*GIVEN REQUEST A:* In the entries below, rewrite every line from the one holding "Can you find the silver" through the one holding "[[679, 468]]", inclusive, requests included. Raise each x and y coordinate in the answers by 10.

**** SOURCE EXCERPT

Russia launched a full-scale invasion of Ukraine on Thursday 24 February, and the images and stories emerging from the attack are harrowing.
The United Nations' refugee agency estimates that nearly half a million people have already fled Ukraine to neighbouring countries, with more than 100,000 people still displaced within the country.
The Ukrainian foreign minister, Dmytro Kuleba, described the “horrific rocket strikes” on Kyiv, tweeting: “Last time our capital experienced anything like this was in 1941 when it was attacked by Nazi Germany.”
In the face of such senseless violence, it can be easy to feel hopeless and powerless – but if you’re wondering how you could help people in Ukraine, there might be some ways.
These are a few ways you can help from home.
Donate clothes and items locally
Donation points are being set up locally across the UK to help collect items for new arrivals moving from Ukraine to other nations.
According to reports, Leeds Polish Catholic Centre in West Yorkshire collected items such as blankets, clothes, toilet rolls, nappies and toothbrushes over the weekend while the White Eagle Club in south west London also received goods for refugees.
Volunteers are also needed to help sort through the items and pack them up to send them overseas.
Check your local news outlets and social media to see if donation points have been set up in your area.
They are often being established by Ukrainian and Polish community groups and churches in different towns and cities.

********

*GIVEN REQUEST B:* According to the article on helping people in Ukraine, who is often setting up the local donation points?

**** ENTRIES SHOWN

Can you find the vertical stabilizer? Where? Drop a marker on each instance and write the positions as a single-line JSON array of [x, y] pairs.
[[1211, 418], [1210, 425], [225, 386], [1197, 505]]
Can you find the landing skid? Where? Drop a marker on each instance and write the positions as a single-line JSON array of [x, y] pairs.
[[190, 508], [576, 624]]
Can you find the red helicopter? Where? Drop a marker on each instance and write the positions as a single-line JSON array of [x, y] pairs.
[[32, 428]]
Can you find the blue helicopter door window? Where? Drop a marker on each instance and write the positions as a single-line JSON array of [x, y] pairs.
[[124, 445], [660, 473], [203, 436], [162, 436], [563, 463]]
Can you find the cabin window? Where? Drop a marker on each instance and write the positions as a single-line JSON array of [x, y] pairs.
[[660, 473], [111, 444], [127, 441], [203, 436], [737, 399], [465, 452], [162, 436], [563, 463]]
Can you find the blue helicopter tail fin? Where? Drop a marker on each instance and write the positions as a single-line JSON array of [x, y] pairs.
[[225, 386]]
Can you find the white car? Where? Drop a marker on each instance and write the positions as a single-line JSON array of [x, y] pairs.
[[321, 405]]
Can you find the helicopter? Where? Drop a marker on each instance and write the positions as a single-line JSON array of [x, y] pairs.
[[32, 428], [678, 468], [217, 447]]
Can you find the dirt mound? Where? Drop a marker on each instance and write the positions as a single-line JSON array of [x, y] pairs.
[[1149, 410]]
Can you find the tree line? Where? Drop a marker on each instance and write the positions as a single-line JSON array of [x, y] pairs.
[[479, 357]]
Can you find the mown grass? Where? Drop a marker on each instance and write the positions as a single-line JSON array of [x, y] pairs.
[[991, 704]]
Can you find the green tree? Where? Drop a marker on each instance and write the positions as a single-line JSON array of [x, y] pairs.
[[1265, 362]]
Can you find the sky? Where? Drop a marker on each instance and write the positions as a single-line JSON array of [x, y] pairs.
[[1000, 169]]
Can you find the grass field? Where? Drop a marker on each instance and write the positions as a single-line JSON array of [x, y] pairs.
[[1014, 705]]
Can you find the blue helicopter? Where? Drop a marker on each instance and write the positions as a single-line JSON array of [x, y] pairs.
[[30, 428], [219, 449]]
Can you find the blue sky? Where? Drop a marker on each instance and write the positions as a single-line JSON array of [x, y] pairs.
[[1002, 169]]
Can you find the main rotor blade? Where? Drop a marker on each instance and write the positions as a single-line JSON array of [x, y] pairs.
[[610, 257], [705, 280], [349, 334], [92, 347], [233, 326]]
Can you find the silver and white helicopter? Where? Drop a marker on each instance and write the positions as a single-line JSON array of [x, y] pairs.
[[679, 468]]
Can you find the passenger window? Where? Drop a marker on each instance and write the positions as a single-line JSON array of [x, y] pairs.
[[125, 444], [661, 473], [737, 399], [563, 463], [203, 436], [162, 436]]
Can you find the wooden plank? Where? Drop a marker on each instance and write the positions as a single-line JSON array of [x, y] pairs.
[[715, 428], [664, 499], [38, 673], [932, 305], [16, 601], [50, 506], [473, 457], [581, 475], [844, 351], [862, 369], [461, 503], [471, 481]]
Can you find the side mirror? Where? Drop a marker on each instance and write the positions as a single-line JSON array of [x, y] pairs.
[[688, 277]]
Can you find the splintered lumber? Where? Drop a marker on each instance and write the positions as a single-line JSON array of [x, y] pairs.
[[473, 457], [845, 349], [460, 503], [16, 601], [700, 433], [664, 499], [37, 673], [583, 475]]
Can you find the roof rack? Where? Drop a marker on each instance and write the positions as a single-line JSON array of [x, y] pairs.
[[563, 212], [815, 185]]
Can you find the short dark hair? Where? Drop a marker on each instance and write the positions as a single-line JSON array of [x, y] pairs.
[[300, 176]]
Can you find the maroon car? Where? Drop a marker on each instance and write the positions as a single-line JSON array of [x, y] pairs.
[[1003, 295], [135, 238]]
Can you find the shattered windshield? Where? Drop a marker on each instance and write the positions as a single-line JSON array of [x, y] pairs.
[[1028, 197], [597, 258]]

********

*COMPLETE ANSWER A:*
Can you find the silver and white helicopter? Where? Drop a marker on each instance and write the positions as a single-line JSON array of [x, y] pairs.
[[689, 478]]

*COMPLETE ANSWER B:* Ukrainian and Polish community groups and churches in different towns and cities.